[Stored items from a collection]
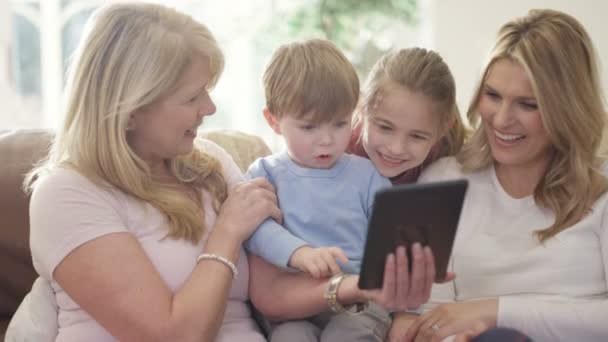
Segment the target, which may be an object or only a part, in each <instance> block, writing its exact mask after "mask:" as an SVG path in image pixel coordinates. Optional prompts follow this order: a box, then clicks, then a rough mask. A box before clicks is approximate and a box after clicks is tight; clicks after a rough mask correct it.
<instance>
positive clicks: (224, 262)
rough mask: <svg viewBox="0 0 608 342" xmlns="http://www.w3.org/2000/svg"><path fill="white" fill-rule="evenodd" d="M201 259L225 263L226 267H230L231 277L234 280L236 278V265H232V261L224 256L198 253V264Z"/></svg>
mask: <svg viewBox="0 0 608 342" xmlns="http://www.w3.org/2000/svg"><path fill="white" fill-rule="evenodd" d="M201 260H215V261H219V262H221V263H222V264H224V265H226V267H228V268H229V269H230V271H231V272H232V279H235V280H236V278H237V277H238V275H239V271H237V269H236V266H234V263H233V262H232V261H230V260H228V259H226V258H224V257H223V256H221V255H217V254H209V253H203V254H201V255H199V256H198V258H196V263H197V264H198V263H199V262H200V261H201Z"/></svg>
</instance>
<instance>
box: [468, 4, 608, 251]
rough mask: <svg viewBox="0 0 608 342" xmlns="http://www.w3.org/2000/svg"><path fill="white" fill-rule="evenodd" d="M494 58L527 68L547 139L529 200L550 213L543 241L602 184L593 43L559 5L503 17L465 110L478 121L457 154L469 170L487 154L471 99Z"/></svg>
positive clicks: (598, 92) (598, 100)
mask: <svg viewBox="0 0 608 342" xmlns="http://www.w3.org/2000/svg"><path fill="white" fill-rule="evenodd" d="M500 59H509V60H511V61H514V62H515V63H518V64H519V65H521V66H522V67H523V68H524V69H525V70H526V73H527V74H528V77H529V78H530V82H531V84H532V88H533V91H534V94H535V96H536V100H537V103H538V108H539V111H540V116H541V119H542V122H543V125H544V127H545V129H546V130H547V133H548V135H549V137H550V139H551V143H552V145H553V150H554V151H553V152H552V153H553V155H552V159H551V161H550V163H549V166H548V168H547V171H546V173H545V176H544V178H543V179H542V180H541V182H540V183H539V184H538V185H537V186H536V189H535V191H534V199H535V201H536V203H538V205H540V206H541V207H544V208H548V209H550V210H551V211H553V212H554V213H555V222H554V223H553V224H552V225H551V226H550V227H547V228H544V229H542V230H539V231H537V232H536V234H537V236H538V238H539V240H540V241H545V240H547V239H548V238H550V237H552V236H554V235H556V234H557V233H559V232H561V231H563V230H564V229H567V228H568V227H570V226H572V225H574V224H575V223H577V222H578V221H580V220H581V219H582V218H583V217H584V216H585V215H586V214H587V213H588V212H589V211H590V210H591V207H592V205H593V203H594V202H595V201H596V200H597V198H598V197H599V196H600V195H601V194H603V193H604V192H606V190H607V189H608V183H607V181H606V178H605V177H604V175H603V174H602V172H601V167H602V164H603V162H604V159H603V158H601V157H600V156H599V148H600V144H601V141H602V136H603V131H604V127H605V123H606V117H605V111H604V106H603V105H604V102H603V99H602V95H601V94H602V92H601V88H600V83H599V80H598V72H597V65H596V60H595V51H594V48H593V44H592V42H591V39H590V38H589V35H588V34H587V32H586V31H585V29H584V28H583V26H582V25H581V24H580V23H579V22H578V21H577V20H576V19H574V18H573V17H571V16H569V15H567V14H564V13H561V12H557V11H553V10H532V11H530V12H529V13H528V15H527V16H524V17H522V18H518V19H515V20H513V21H511V22H508V23H506V24H505V25H504V26H503V27H502V28H501V29H500V31H499V33H498V38H497V40H496V43H495V45H494V47H493V49H492V51H491V54H490V58H489V60H488V62H487V63H486V66H485V68H484V70H485V71H484V73H483V76H482V78H481V81H480V82H479V85H478V87H477V90H476V92H475V95H474V96H473V99H472V101H471V104H470V107H469V111H468V113H467V115H468V117H469V120H470V122H471V124H472V125H474V127H478V128H477V129H476V131H475V133H474V134H473V135H472V137H471V139H470V140H469V141H468V142H467V144H466V145H465V147H464V148H463V151H462V154H461V155H460V156H458V159H459V160H460V161H461V163H462V164H463V165H464V167H465V169H466V170H469V171H471V170H479V169H482V168H486V167H488V166H490V165H491V164H492V162H493V158H492V152H491V150H490V148H489V145H488V141H487V136H486V134H485V133H484V130H483V129H482V128H481V126H480V121H481V120H480V115H479V112H478V111H477V106H478V104H479V100H480V96H481V92H482V88H483V83H484V82H485V79H486V77H487V74H488V70H489V69H490V68H491V66H492V65H493V64H494V63H495V62H496V61H497V60H500Z"/></svg>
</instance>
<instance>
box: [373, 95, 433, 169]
mask: <svg viewBox="0 0 608 342" xmlns="http://www.w3.org/2000/svg"><path fill="white" fill-rule="evenodd" d="M363 120H364V121H363V134H362V139H363V148H364V149H365V152H366V153H367V154H368V156H369V158H370V160H371V161H372V162H373V163H374V165H375V166H376V169H378V171H379V172H380V174H382V175H383V176H385V177H388V178H391V177H395V176H398V175H400V174H402V173H404V172H405V171H407V170H409V169H412V168H415V167H417V166H419V165H420V164H422V162H424V160H425V159H426V157H427V156H428V154H429V152H430V151H431V148H432V147H433V146H434V145H435V143H436V142H437V141H438V140H439V138H441V123H440V120H439V115H437V114H436V113H435V110H434V106H433V101H432V100H431V99H430V98H429V97H427V96H425V95H424V94H422V93H419V92H411V91H410V90H409V89H407V88H404V87H402V86H399V85H395V84H392V85H390V86H388V87H386V89H384V91H383V92H382V95H381V97H380V98H379V99H378V100H377V105H376V106H375V107H374V108H372V109H370V113H365V115H364V116H363Z"/></svg>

## WHAT YOU HAVE TO DO
The data above must be copied exactly. Leave out the pictures.

## EXERCISE RESULT
Segment the target, which may be an object or only a part, in each <instance> block, writing its exact mask after "mask:" as an SVG path in image pixel coordinates. Optional prompts follow this order: a box, then clicks, then a rough mask. A box before clicks is approximate and a box after clicks is tight; clicks after a rough mask correct it.
<instance>
positive clicks: (224, 262)
rough mask: <svg viewBox="0 0 608 342" xmlns="http://www.w3.org/2000/svg"><path fill="white" fill-rule="evenodd" d="M201 259L225 263L226 267H230L231 277L234 280L236 278V265H232V261L224 256L198 253V264Z"/></svg>
mask: <svg viewBox="0 0 608 342" xmlns="http://www.w3.org/2000/svg"><path fill="white" fill-rule="evenodd" d="M201 260H215V261H219V262H221V263H222V264H224V265H226V267H228V268H229V269H230V271H231V272H232V279H235V280H236V278H237V277H238V275H239V271H237V269H236V266H234V263H233V262H232V261H230V260H228V259H226V258H224V257H223V256H221V255H217V254H209V253H203V254H201V255H199V256H198V258H196V263H197V264H198V263H199V262H200V261H201Z"/></svg>
</instance>
<instance>
box: [468, 4, 608, 251]
rough mask: <svg viewBox="0 0 608 342" xmlns="http://www.w3.org/2000/svg"><path fill="white" fill-rule="evenodd" d="M494 58L527 68L547 139L529 200L550 213L543 241L602 184L593 43L559 5L503 17L465 110L478 121L457 154L469 170L487 154L471 99Z"/></svg>
positive clicks: (598, 92) (598, 100)
mask: <svg viewBox="0 0 608 342" xmlns="http://www.w3.org/2000/svg"><path fill="white" fill-rule="evenodd" d="M500 59H509V60H511V61H514V62H515V63H518V64H519V65H521V66H522V67H523V68H524V69H525V70H526V73H527V74H528V77H529V78H530V82H531V84H532V88H533V91H534V94H535V96H536V100H537V103H538V108H539V111H540V116H541V119H542V122H543V125H544V127H545V129H546V130H547V133H548V135H549V137H550V139H551V143H552V145H553V150H554V151H553V152H552V153H553V155H552V159H551V161H550V163H549V166H548V168H547V171H546V173H545V176H544V178H543V179H542V180H541V182H540V183H539V184H538V185H537V186H536V189H535V191H534V199H535V201H536V203H538V205H540V206H541V207H544V208H548V209H550V210H551V211H553V212H554V213H555V222H554V223H553V224H552V225H551V226H550V227H547V228H544V229H542V230H539V231H537V232H536V234H537V236H538V238H539V240H540V241H545V240H547V239H548V238H550V237H552V236H554V235H556V234H557V233H559V232H561V231H563V230H564V229H567V228H568V227H570V226H572V225H574V224H575V223H577V222H578V221H580V220H581V219H582V218H583V217H584V216H585V215H586V214H587V213H588V212H589V211H590V210H591V207H592V205H593V203H594V202H595V201H596V200H597V198H598V197H599V196H600V195H601V194H603V193H604V192H606V190H607V189H608V183H607V181H606V178H605V177H604V175H603V174H602V172H601V167H602V164H603V162H604V159H603V158H601V157H600V156H599V148H600V144H601V141H602V136H603V131H604V127H605V123H606V117H605V111H604V106H603V105H604V102H603V99H602V95H601V94H602V92H601V88H600V83H599V80H598V72H597V65H596V60H595V51H594V48H593V44H592V42H591V39H590V38H589V35H588V34H587V32H586V31H585V29H584V28H583V26H582V25H581V24H580V23H579V22H578V21H577V20H576V19H574V18H573V17H571V16H569V15H567V14H564V13H561V12H557V11H553V10H532V11H530V12H529V13H528V15H527V16H524V17H522V18H518V19H515V20H513V21H511V22H508V23H506V24H505V25H504V26H503V27H502V28H501V29H500V31H499V33H498V38H497V40H496V43H495V45H494V47H493V49H492V51H491V54H490V58H489V60H488V62H487V63H486V66H485V68H484V70H485V71H484V73H483V76H482V78H481V81H480V82H479V85H478V87H477V90H476V92H475V95H474V96H473V99H472V101H471V104H470V107H469V111H468V113H467V115H468V117H469V120H470V122H471V124H472V125H474V127H478V128H477V129H476V131H475V133H474V134H473V135H472V137H471V139H470V140H469V141H468V142H467V144H466V145H465V147H464V148H463V151H462V154H461V155H460V156H458V159H459V160H460V161H461V163H462V164H463V165H464V167H465V169H466V170H469V171H471V170H479V169H482V168H486V167H488V166H490V165H491V164H492V162H493V158H492V152H491V150H490V148H489V145H488V141H487V136H486V134H485V133H484V130H483V129H482V128H481V126H480V121H481V120H480V115H479V112H478V111H477V106H478V104H479V100H480V96H481V92H482V88H483V83H484V82H485V79H486V77H487V74H488V70H489V69H490V68H491V66H492V65H493V64H494V63H495V62H496V61H497V60H500Z"/></svg>
</instance>
<instance>
box: [373, 95, 433, 169]
mask: <svg viewBox="0 0 608 342" xmlns="http://www.w3.org/2000/svg"><path fill="white" fill-rule="evenodd" d="M363 120H364V121H363V134H362V139H363V148H364V149H365V152H366V153H367V154H368V156H369V158H370V160H371V161H372V162H373V163H374V165H375V166H376V169H378V171H379V172H380V174H382V175H383V176H385V177H388V178H391V177H395V176H398V175H400V174H402V173H404V172H405V171H407V170H409V169H412V168H415V167H417V166H419V165H420V164H422V162H424V160H425V159H426V157H427V156H428V154H429V152H430V151H431V148H432V147H433V146H434V145H435V143H436V142H437V141H438V140H439V138H441V123H440V120H439V115H437V114H436V113H435V110H434V106H433V101H432V100H431V99H430V98H429V97H427V96H425V95H424V94H422V93H419V92H411V91H410V90H409V89H407V88H404V87H402V86H399V85H395V84H392V85H390V86H388V87H386V89H384V91H383V92H382V95H381V97H380V98H379V99H378V100H377V105H376V106H375V107H374V108H372V109H370V113H365V115H364V116H363Z"/></svg>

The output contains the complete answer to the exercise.